EXERCISE TEXT =
---*---
The right's Obamacare strike: If SCOTUS wounds it, here's why GOP will finish it off

Will Republicans fix Obamacare if the Supreme Court blows it apart? Hah! No

Published December 16, 2014 8:24PM (EST)

John Roberts at his confirmation hearing on Capitol Hill, Sept. 13, 2005              (Reuters/Kevin Lamarque)
John Roberts at his confirmation hearing on Capitol Hill, Sept. 13, 2005 (Reuters/Kevin Lamarque)

In the month-or-so since the midterm elections, three states have signaled that they’re ready to get on board with the Affordable Care Act’s Medicaid expansion – Utah, Wyoming, and, most recently, Tennessee. All three states are governed by Republicans, and those governors have all come to the conclusion that the inflexible opposition to the healthcare law, while ideologically satisfying, is not in the best interest of their states or the unfortunate people within them who fall into the Medicaid coverage gap. The crumbling of state-level resistance to the law combined with strong enrollment figures for the ACA’s second open enrollment period are pretty good news for Obamacare, which continues to succeed despite all the conservative predictions that it would crash and burn.

And yet, no amount of good news can completely obscure the fact that the Affordable Care Act is facing down another Supreme Court case that threatens to blow the law to smithereens. Sometime in the middle of 2015, SCOTUS will weigh in King v. Burwell and decide whether or not health insurance customers in 36 states can legally receive federal tax credits. The case itself is based on a contentious reading of the statute and relies in great part on the willingness of the court’s conservative justices to behave like mindless partisans – which is to say that there’s a greater-than-zero chance the court will gut the ACA.

Should that happen, people will lose their insurance, the state exchanges will collapse, and there will be chaos in the insurance market. All of this could be avoided with a simple legislative tweak – a task that would fall to the Republican-controlled Congress. Some people are wondering if the GOP will actually ride to Obamacare’s rescue, and a few Republicans are hinting that cooperation with the administration is at least possible. “We've got to consider everything,” Sen. Orrin Hatch told National Journal, “from a substitution for the bill to amending the bill to working with President Obama to try to get him to work in good faith with us.”

That sounds nice, but I don’t buy it for a moment. Republicans will undoubtedly face pressure to get something done, but try and imagine a scenario – any scenario – in which a potentially fatal blow is delivered to Obamacare and the Republican Party passes up the chance to deliver the coup-de-grace. It’s difficult to do, especially when you consider that the Republican leaders of both the House and Senate are openly advocating for the court to rule against the ACA so they can step in and kill it once and for all.
---*---
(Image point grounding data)

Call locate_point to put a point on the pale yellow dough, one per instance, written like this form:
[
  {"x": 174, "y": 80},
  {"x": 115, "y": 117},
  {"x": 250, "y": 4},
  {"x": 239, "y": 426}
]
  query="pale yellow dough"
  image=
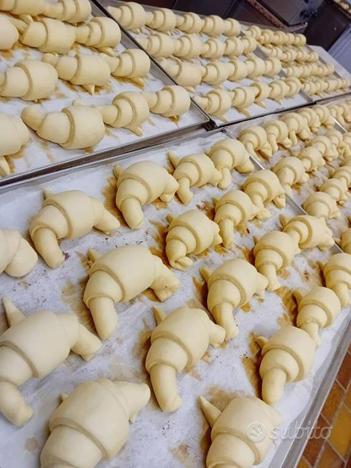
[
  {"x": 231, "y": 286},
  {"x": 67, "y": 215},
  {"x": 287, "y": 357},
  {"x": 120, "y": 275},
  {"x": 33, "y": 347},
  {"x": 17, "y": 257},
  {"x": 92, "y": 423},
  {"x": 190, "y": 233},
  {"x": 233, "y": 434},
  {"x": 174, "y": 349},
  {"x": 140, "y": 184}
]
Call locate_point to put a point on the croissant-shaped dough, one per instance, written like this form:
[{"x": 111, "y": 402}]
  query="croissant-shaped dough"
[
  {"x": 337, "y": 274},
  {"x": 277, "y": 134},
  {"x": 317, "y": 309},
  {"x": 173, "y": 349},
  {"x": 190, "y": 22},
  {"x": 71, "y": 11},
  {"x": 325, "y": 146},
  {"x": 88, "y": 71},
  {"x": 343, "y": 173},
  {"x": 311, "y": 158},
  {"x": 287, "y": 357},
  {"x": 213, "y": 25},
  {"x": 308, "y": 231},
  {"x": 233, "y": 209},
  {"x": 99, "y": 32},
  {"x": 229, "y": 154},
  {"x": 232, "y": 443},
  {"x": 264, "y": 187},
  {"x": 290, "y": 171},
  {"x": 336, "y": 188},
  {"x": 345, "y": 241},
  {"x": 216, "y": 102},
  {"x": 13, "y": 136},
  {"x": 255, "y": 140},
  {"x": 194, "y": 170},
  {"x": 29, "y": 80},
  {"x": 159, "y": 45},
  {"x": 162, "y": 19},
  {"x": 190, "y": 233},
  {"x": 273, "y": 252},
  {"x": 322, "y": 205},
  {"x": 17, "y": 257},
  {"x": 74, "y": 127},
  {"x": 213, "y": 49},
  {"x": 130, "y": 15},
  {"x": 92, "y": 423},
  {"x": 185, "y": 74},
  {"x": 230, "y": 286},
  {"x": 140, "y": 184},
  {"x": 128, "y": 110},
  {"x": 119, "y": 276},
  {"x": 48, "y": 35},
  {"x": 8, "y": 34},
  {"x": 170, "y": 101},
  {"x": 70, "y": 215},
  {"x": 34, "y": 346}
]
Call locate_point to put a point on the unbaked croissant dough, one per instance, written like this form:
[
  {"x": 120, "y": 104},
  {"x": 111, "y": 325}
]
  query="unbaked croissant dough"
[
  {"x": 216, "y": 102},
  {"x": 229, "y": 154},
  {"x": 234, "y": 209},
  {"x": 264, "y": 187},
  {"x": 17, "y": 257},
  {"x": 336, "y": 188},
  {"x": 194, "y": 170},
  {"x": 92, "y": 423},
  {"x": 287, "y": 357},
  {"x": 75, "y": 127},
  {"x": 13, "y": 136},
  {"x": 34, "y": 346},
  {"x": 233, "y": 438},
  {"x": 308, "y": 231},
  {"x": 130, "y": 15},
  {"x": 67, "y": 215},
  {"x": 139, "y": 184},
  {"x": 100, "y": 32},
  {"x": 255, "y": 140},
  {"x": 322, "y": 205},
  {"x": 174, "y": 349},
  {"x": 231, "y": 286},
  {"x": 29, "y": 80},
  {"x": 290, "y": 171},
  {"x": 273, "y": 252},
  {"x": 190, "y": 233},
  {"x": 317, "y": 309},
  {"x": 120, "y": 275},
  {"x": 128, "y": 110},
  {"x": 88, "y": 71},
  {"x": 170, "y": 101},
  {"x": 337, "y": 275},
  {"x": 277, "y": 134},
  {"x": 8, "y": 34}
]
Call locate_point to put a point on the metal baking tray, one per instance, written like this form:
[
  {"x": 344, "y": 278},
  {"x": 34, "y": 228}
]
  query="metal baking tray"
[
  {"x": 40, "y": 155},
  {"x": 233, "y": 115},
  {"x": 156, "y": 438}
]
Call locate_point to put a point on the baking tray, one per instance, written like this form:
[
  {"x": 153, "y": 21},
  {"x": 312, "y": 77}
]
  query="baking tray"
[
  {"x": 156, "y": 438},
  {"x": 233, "y": 115},
  {"x": 40, "y": 154}
]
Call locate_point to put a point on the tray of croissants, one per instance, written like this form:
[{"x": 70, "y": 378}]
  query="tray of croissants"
[
  {"x": 73, "y": 85},
  {"x": 177, "y": 307}
]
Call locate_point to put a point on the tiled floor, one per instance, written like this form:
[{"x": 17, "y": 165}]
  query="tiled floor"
[{"x": 331, "y": 448}]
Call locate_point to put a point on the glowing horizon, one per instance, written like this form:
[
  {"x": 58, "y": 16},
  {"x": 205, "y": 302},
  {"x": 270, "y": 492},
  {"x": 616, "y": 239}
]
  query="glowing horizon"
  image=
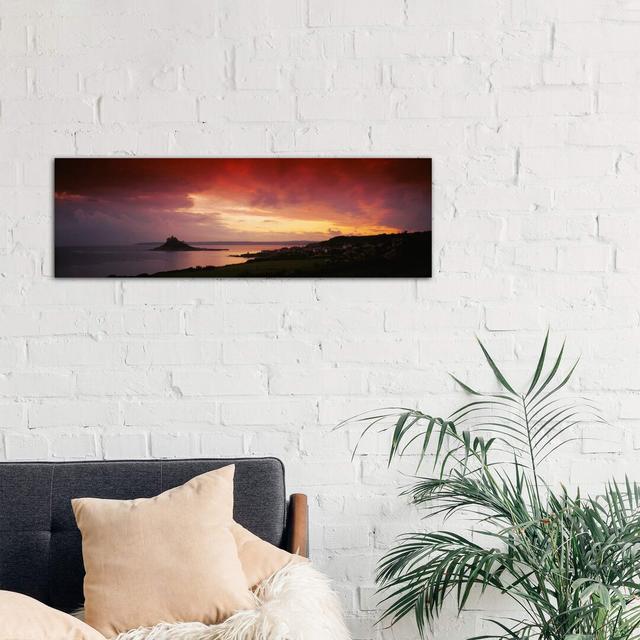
---*---
ACTIVITIES =
**A.** Rewrite the paragraph of the Obamacare article that begins "Should that happen" as a short bulleted list, keeping its main facts.
**B.** Decide whether each statement agrees with the Obamacare article. Answer yes or no, and quote the words of the article that decide it.
(i) Utah, Wyoming, and Tennessee have signaled readiness to accept the Medicaid expansion.
(ii) The governors of those three states are Democrats.
(iii) The Supreme Court is expected to rule in King v. Burwell around the middle of 2015.
**C.** Write the next paragraph of the Obamacare article, continuing from its last sentence.

RESPONSES PER TASK =
**A.**
- If the court guts the law, people will lose their insurance, the state exchanges will collapse, and the insurance market will fall into chaos.
- A simple legislative tweak could prevent this, and that task would fall to the Republican-controlled Congress.
- Some people wonder whether the GOP will rescue Obamacare, and a few Republicans hint that cooperating with the administration is possible.
- Sen. Orrin Hatch told National Journal that everything must be considered, from a substitute bill to amending the bill to working with President Obama.

**B.**
(i) Yes: "three states have signaled that they’re ready to get on board with the Affordable Care Act’s Medicaid expansion – Utah, Wyoming, and, most recently, Tennessee."
(ii) No: "All three states are governed by Republicans."
(iii) Yes: "Sometime in the middle of 2015, SCOTUS will weigh in King v. Burwell."

**C.**
“I would assume that you could have a mulligan here,” Mitch McConnell said recently, “a major do-over of the whole thing — that opportunity presented to us by the Supreme Court, as opposed to actually getting the president to sign a full repeal, which is not likely to happen.” When a three-judge panel of the DC Circuit Court ruled against the ACA in a similar case, John Boehner came right out and said that the law is beyond legislative repair. “Today’s ruling is also further proof that President Obama’s health care law is completely unworkable.  It cannot be fixed.”

But let’s assume the Republican congressional leadership wasn’t on record expressing their hope that the courts will facilitate their efforts to kill the ACA dead. Let’s even assume that there might be some interest from moderate Republicans in repairing the law in order to avert the disaster that would attend its abrupt demise. Even with those factors, you still have to think about Ted Cruz and the rest of the hardliners in Congress who would raise an unholy stink over this and do everything in their power to impose gridlock and ensure the law’s demise. With the 2016 elections looming and several Republicans in the Senate thinking about running for president (and worrying about alienating conservatives), it’s hard to imagine the pro-repeal forces not carrying the day.

Ironically, what may save the ACA is the fact that the Republicans have already laid their cards on the table. They’ve left little doubt that they have no intention of fixing the ACA, which should (in theory) make it difficult for Chief Justice John Roberts (widely considered to be the swing vote in this case) to rule against the law and argue that it’s Congress’ responsibility to fix it. But, of course, that’s no guarantee the ACA still won’t get nuked by SCOTUS. “Whether or not Roberts will care about this is an open question,” Greg Sargent writes at the Washington Post, “but it is the reality of the situation.”